Requirements: Return every one of the rows below verbatim, reproducing each line without any alteration.

Stored records:
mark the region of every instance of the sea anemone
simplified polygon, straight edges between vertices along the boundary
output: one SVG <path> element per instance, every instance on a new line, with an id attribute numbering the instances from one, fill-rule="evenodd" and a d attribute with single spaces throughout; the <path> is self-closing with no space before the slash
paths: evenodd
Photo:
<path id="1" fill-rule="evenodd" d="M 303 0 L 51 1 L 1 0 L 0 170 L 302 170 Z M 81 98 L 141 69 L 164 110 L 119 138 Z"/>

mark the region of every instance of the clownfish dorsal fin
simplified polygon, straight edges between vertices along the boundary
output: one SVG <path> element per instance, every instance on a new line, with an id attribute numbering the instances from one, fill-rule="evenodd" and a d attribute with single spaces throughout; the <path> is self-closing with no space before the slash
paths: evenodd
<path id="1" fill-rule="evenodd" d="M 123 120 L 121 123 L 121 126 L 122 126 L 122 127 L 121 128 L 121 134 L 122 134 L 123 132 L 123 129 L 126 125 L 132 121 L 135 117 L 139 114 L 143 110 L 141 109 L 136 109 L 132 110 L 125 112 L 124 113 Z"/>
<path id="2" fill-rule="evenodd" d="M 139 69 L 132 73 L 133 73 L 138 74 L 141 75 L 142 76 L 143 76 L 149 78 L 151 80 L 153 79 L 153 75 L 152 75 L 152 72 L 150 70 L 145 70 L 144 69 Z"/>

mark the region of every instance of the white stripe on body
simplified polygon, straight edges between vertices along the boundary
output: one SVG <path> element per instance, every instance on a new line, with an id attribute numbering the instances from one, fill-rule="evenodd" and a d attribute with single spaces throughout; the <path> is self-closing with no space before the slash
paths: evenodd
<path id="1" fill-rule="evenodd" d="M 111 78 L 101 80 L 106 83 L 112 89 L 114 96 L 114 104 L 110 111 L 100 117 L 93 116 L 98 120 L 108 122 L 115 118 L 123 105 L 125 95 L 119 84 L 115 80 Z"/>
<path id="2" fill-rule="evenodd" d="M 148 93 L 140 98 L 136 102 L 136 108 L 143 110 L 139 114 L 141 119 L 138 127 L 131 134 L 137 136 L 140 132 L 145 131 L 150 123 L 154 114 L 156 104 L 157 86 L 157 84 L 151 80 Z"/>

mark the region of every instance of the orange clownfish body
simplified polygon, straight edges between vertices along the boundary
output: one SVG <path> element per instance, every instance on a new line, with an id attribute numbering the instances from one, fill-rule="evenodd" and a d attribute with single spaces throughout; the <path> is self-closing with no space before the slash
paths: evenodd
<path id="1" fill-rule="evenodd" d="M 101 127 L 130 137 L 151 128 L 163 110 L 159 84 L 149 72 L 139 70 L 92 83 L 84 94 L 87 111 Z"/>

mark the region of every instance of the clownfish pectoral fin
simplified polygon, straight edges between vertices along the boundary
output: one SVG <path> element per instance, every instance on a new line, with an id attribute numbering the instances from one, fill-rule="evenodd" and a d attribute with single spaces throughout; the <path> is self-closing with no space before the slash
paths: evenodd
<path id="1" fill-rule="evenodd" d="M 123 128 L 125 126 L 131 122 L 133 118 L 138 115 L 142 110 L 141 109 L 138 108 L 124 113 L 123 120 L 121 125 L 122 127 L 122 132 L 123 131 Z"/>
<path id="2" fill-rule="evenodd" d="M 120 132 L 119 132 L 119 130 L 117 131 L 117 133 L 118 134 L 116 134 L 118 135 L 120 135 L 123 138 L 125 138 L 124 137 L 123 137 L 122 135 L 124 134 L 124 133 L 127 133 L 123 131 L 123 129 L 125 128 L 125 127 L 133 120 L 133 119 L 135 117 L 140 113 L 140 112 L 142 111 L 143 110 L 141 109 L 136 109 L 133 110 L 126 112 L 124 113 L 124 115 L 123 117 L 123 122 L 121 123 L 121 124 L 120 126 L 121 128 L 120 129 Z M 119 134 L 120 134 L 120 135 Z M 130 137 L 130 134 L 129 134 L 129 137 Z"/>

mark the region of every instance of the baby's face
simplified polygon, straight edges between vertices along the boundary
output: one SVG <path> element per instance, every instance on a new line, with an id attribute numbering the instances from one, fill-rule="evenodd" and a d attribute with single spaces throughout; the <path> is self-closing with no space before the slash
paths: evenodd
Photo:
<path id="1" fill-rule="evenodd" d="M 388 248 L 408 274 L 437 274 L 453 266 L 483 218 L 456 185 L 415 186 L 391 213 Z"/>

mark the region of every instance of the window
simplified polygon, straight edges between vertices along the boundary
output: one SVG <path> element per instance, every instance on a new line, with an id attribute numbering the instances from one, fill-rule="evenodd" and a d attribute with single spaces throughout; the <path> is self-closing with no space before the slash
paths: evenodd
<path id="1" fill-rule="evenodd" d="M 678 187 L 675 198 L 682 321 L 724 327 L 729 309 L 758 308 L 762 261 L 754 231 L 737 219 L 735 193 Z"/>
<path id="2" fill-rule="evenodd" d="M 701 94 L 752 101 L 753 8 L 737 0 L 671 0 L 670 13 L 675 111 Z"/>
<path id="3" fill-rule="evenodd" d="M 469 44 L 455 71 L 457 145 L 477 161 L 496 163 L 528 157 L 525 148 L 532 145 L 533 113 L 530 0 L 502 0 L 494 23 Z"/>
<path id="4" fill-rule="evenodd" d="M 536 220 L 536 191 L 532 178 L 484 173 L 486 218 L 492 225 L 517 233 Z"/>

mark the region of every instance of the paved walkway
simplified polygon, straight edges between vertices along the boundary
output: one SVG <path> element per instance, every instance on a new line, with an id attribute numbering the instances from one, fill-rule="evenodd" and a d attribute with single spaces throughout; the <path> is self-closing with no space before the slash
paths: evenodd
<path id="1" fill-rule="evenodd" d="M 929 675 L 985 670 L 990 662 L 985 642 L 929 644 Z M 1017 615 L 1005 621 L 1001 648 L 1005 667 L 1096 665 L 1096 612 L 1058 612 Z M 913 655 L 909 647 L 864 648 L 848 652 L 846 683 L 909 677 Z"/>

Reply to the task:
mark the region of every instance of the sea anemone
simplified polygon, straight edges between vertices along the boundary
output: one SVG <path> element per instance, every instance on a new line, with an id attribute numbering the instances from one, fill-rule="evenodd" and a d attribute with single spaces throughout; the <path> is self-closing with no space before the slash
paths: evenodd
Photo:
<path id="1" fill-rule="evenodd" d="M 303 0 L 51 1 L 1 0 L 0 170 L 302 170 Z M 81 98 L 141 69 L 164 110 L 119 138 Z"/>

mark the region of every instance of the clownfish dorsal fin
simplified polygon, straight edges between vertices along the boundary
output: one SVG <path> element per instance, every instance on a new line, with an id attribute numbering the instances from one, fill-rule="evenodd" and a d attribute with single spaces throughout; the <path> is self-closing with no space before the slash
paths: evenodd
<path id="1" fill-rule="evenodd" d="M 123 120 L 121 123 L 121 126 L 122 126 L 122 127 L 121 128 L 121 134 L 122 134 L 123 132 L 123 129 L 126 125 L 132 121 L 135 117 L 139 114 L 143 110 L 141 109 L 136 109 L 132 110 L 125 112 L 124 113 Z"/>
<path id="2" fill-rule="evenodd" d="M 139 69 L 132 73 L 133 73 L 138 74 L 141 75 L 142 76 L 143 76 L 149 78 L 151 80 L 153 79 L 153 75 L 152 75 L 152 72 L 150 70 L 145 70 L 144 69 Z"/>

mark the region of every instance of the white stripe on body
simplified polygon, straight edges between vertices along the boundary
output: one SVG <path> element per instance, every instance on a new line, with an id attribute numbering the instances from one, fill-rule="evenodd" and a d attribute with single spaces throughout; the <path> is self-closing with no space before the slash
paths: evenodd
<path id="1" fill-rule="evenodd" d="M 111 78 L 101 80 L 106 83 L 112 89 L 114 96 L 114 104 L 110 111 L 100 117 L 93 116 L 98 120 L 108 122 L 115 118 L 123 105 L 125 95 L 119 84 L 115 80 Z"/>
<path id="2" fill-rule="evenodd" d="M 148 93 L 140 98 L 136 102 L 136 108 L 143 110 L 139 114 L 141 119 L 138 127 L 131 134 L 137 136 L 140 132 L 145 131 L 150 123 L 154 114 L 156 104 L 157 86 L 157 84 L 151 80 Z"/>

mark the region of every instance of the orange clownfish body
simplified polygon, straight edges between vertices along the boundary
output: one SVG <path> element per instance, every instance on a new line, with an id attribute numbering the instances from one, fill-rule="evenodd" and a d attribute with single spaces throughout; the <path> is self-closing with no space before the slash
paths: evenodd
<path id="1" fill-rule="evenodd" d="M 101 127 L 130 137 L 151 128 L 163 110 L 159 84 L 149 72 L 139 70 L 92 83 L 84 94 L 87 111 Z"/>

mark the region of every instance of the clownfish pectoral fin
simplified polygon, straight edges between vertices along the boundary
output: one SVG <path> element per instance, every instance on a new line, with an id attribute numbering the instances from one, fill-rule="evenodd" and a d attribute with single spaces throughout; the <path> is self-closing with no space before the slash
paths: evenodd
<path id="1" fill-rule="evenodd" d="M 123 128 L 125 126 L 131 122 L 133 118 L 138 115 L 142 110 L 141 109 L 138 108 L 124 113 L 123 120 L 121 125 L 122 127 L 122 132 L 123 131 Z"/>
<path id="2" fill-rule="evenodd" d="M 120 132 L 119 132 L 119 130 L 117 131 L 117 133 L 118 134 L 116 134 L 118 135 L 120 135 L 123 138 L 125 138 L 124 137 L 123 137 L 122 135 L 124 134 L 124 133 L 127 133 L 123 131 L 123 129 L 125 128 L 125 127 L 133 120 L 133 119 L 135 117 L 140 113 L 140 112 L 142 111 L 143 110 L 141 109 L 136 109 L 133 110 L 126 112 L 124 113 L 124 115 L 123 117 L 123 122 L 121 123 L 121 124 L 120 126 L 121 128 L 120 129 Z M 119 134 L 120 134 L 120 135 Z M 130 137 L 130 134 L 129 134 L 129 137 Z"/>

mark the region of every instance of the baby's face
simplified polygon, straight edges between vertices along the boundary
output: one SVG <path> element per instance, every instance on a new line, with an id attribute numbering the instances from one, fill-rule="evenodd" and a d attribute with single spaces throughout; the <path> is self-closing with no space before the slash
paths: evenodd
Photo:
<path id="1" fill-rule="evenodd" d="M 388 248 L 408 274 L 437 274 L 453 266 L 483 218 L 456 185 L 415 186 L 391 213 Z"/>

mark the region of every instance of the window
simplified polygon, straight edges between vertices along the boundary
output: one SVG <path> element per instance, every instance on a new line, with an id attribute numbering the instances from one, fill-rule="evenodd" and a d attribute with single spaces throughout; the <path> is self-closing with no space before the slash
paths: evenodd
<path id="1" fill-rule="evenodd" d="M 678 187 L 675 198 L 682 321 L 724 327 L 729 309 L 758 308 L 762 261 L 754 231 L 737 219 L 735 193 Z"/>
<path id="2" fill-rule="evenodd" d="M 701 94 L 752 101 L 753 8 L 737 0 L 671 0 L 670 13 L 675 111 Z"/>
<path id="3" fill-rule="evenodd" d="M 469 44 L 455 71 L 457 145 L 477 161 L 496 163 L 528 157 L 525 148 L 532 145 L 533 113 L 530 0 L 502 0 L 494 23 Z"/>
<path id="4" fill-rule="evenodd" d="M 536 220 L 536 191 L 532 178 L 484 173 L 486 218 L 492 225 L 517 233 Z"/>

mark the region of every instance of the paved walkway
simplified polygon, straight edges between vertices along the boundary
output: one SVG <path> element per instance, every instance on a new line, with an id attribute numbering the instances from one, fill-rule="evenodd" and a d attribute with single spaces throughout; the <path> is self-closing with no space before the slash
paths: evenodd
<path id="1" fill-rule="evenodd" d="M 929 675 L 985 670 L 990 662 L 985 642 L 929 644 Z M 1017 615 L 1005 621 L 1001 648 L 1005 667 L 1096 665 L 1096 612 L 1058 612 Z M 913 655 L 909 647 L 864 648 L 848 652 L 846 683 L 909 677 Z"/>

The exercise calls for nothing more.